#### SOURCE
****************

I was just Bible-Thumped.


I know that there will be people who will find this controversial.  I know that there will be people who do not agree with me.  I’m ok with that.

I just got bible-thumped by someone on my facebook that I went to school with.  Literally told, after politely saying I appreciated their sentiment and to not to continue the conversation, that they feared I was going to hell because I didn’t believe in their god. (Edit:  The first line was: have you accepted god? ((paraphrasing here)), I politely told them that I appreciated the sentiment, but to please drop the discussion, the second line was: I’m afraid you’ll worship satan, to which I repeated my request for them to drop it/leave me alone, their third line was about me going to hell, and it went on from there.)

Well, to that I say, do not force your beliefs on me.  I do not believe the same thing you do, and I am not wrong for believing something different.  I wasn’t planning on pushing my own beliefs on them, so I would have appreciated not having theirs pushed onto me.

It took a few tries of politely, but increasingly firmly asking them to just leave the subject alone.  It took entirely TOO MANY times for them to get the point and to leave me alone.  Initially, I can understand and appreciate their sentiment.  I know they mean well.  But the road to hell is paved with good intentions.  After not respecting my polite initial request, I quickly start losing my patience, and my respect for that person.  Regardless of who it is, someone I know or someone I do not.

I don’t go wandering up to people and tell them what they should believe in.  I do not want it done to me.

I was raised Catholic.  I became a born again Christian in my mid teens.

I just do not believe the things I used to.  I have my reasons for that.

There are a lot of things I believe, they just do not specifically include someone else’s idea of “god” and the writings of men and the unending re-interpretations of something written ages ago that might not even look anything like what was originally written.

****************

#### GIVEN INFORMATION
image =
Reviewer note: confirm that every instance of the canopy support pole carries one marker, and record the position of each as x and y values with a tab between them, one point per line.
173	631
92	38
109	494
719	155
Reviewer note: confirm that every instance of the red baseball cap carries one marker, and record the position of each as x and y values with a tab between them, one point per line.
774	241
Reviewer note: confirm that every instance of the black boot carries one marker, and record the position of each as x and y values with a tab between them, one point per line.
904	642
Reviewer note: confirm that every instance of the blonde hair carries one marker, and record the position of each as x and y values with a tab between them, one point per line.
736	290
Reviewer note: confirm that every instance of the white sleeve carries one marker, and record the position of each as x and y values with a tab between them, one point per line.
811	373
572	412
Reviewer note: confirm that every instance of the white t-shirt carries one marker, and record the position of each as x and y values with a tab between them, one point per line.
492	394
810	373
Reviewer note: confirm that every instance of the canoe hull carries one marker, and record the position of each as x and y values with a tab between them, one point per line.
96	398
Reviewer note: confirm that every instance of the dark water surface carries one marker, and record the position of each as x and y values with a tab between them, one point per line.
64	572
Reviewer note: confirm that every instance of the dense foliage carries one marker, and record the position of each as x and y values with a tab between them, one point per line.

****************

#### PROBLEM DETAILS
For each statement below, say yes or no as to whether it agrees with the post about being Bible-thumped, and quote the words from the post that decide it.
(a) The writer was raised Catholic.
(b) The person from school stopped after the writer's first polite request.
(c) The writer became a born again Christian in their twenties.

#### CORRECT RESPONSE
(a) Yes: "I was raised Catholic."
(b) No: "It took entirely TOO MANY times for them to get the point and to leave me alone."
(c) No: "I became a born again Christian in my mid teens."